*EXTRAIT FOURNI*:
***
Trois pères suisses dans trois pays prodigues en congés paternité
La Suisse fait pâle figure en matière de congé paternité. En comparaison internationale, Norvège, Suède et Corée du Sud mènent le bal. Etablis dans ces pays, trois pères suisses de l’étranger nous donnent leur sentiment.
«Mon petit de quinze mois fait sa sieste de l’après-midi», confie Flurin Kasper. Natif de Berne, il habite la Norvège depuis 2013. Plus précisément Kristiansand, une ville du sud du pays. Il travaille dans le secteur de l’éducation pour adulte dans une organisation chrétienne. A swissinfo.ch, nous cherchions des pères vivant dans un pays particulièrement généreux envers les parents – le jeune homme de 28 ans a répondu présent.
***
*DONNÉES DE TRAVAIL*:
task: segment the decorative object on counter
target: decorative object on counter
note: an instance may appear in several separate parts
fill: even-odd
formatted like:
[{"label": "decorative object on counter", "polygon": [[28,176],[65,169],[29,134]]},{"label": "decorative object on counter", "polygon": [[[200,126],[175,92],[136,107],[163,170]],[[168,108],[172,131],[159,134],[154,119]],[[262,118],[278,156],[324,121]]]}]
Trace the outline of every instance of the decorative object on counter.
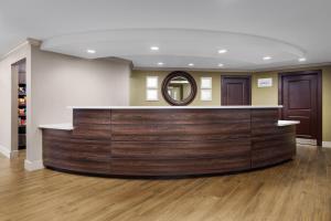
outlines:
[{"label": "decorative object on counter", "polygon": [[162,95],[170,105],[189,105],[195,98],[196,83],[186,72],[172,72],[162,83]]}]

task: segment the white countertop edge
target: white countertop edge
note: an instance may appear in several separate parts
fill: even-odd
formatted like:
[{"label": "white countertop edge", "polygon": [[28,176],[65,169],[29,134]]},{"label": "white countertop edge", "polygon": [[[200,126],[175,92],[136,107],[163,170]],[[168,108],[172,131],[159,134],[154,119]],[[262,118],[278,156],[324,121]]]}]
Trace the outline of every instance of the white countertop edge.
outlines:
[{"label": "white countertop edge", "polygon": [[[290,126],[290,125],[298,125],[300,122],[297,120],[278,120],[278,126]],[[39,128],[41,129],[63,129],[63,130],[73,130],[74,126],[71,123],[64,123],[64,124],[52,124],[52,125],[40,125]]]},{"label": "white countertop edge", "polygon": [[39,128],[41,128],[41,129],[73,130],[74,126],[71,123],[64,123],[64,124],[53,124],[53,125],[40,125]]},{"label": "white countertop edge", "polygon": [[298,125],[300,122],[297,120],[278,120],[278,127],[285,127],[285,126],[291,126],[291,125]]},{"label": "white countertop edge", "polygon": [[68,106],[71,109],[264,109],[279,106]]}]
***
*OBJECTIFS*:
a: Traduisez en anglais la phrase suivante de l'extrait sur les congés paternité : « Natif de Berne, il habite la Norvège depuis 2013. »
b: Citez sans rien changer tout ce qui va, dans les enregistrements, de la ligne contenant «task: segment the white countertop edge» jusqu'à la fin des enregistrements, ces deux bornes comprises.

*RÉSULTATS PAR TÂCHE*:
a: A native of Bern, he has lived in Norway since 2013.

b:
task: segment the white countertop edge
target: white countertop edge
note: an instance may appear in several separate parts
fill: even-odd
formatted like:
[{"label": "white countertop edge", "polygon": [[28,176],[65,169],[29,134]]},{"label": "white countertop edge", "polygon": [[[200,126],[175,92],[136,107],[163,170]],[[168,108],[172,131],[159,134],[154,119]],[[262,118],[278,156],[324,121]]]}]
Trace the outline of every instance of the white countertop edge.
outlines:
[{"label": "white countertop edge", "polygon": [[[290,126],[290,125],[298,125],[300,122],[297,120],[278,120],[278,126]],[[39,128],[41,129],[63,129],[63,130],[73,130],[74,126],[71,123],[64,123],[64,124],[52,124],[52,125],[40,125]]]},{"label": "white countertop edge", "polygon": [[39,128],[41,128],[41,129],[73,130],[74,126],[71,123],[64,123],[64,124],[53,124],[53,125],[40,125]]},{"label": "white countertop edge", "polygon": [[298,125],[300,122],[297,120],[278,120],[278,127],[285,127],[285,126],[291,126],[291,125]]},{"label": "white countertop edge", "polygon": [[68,106],[71,109],[264,109],[279,106]]}]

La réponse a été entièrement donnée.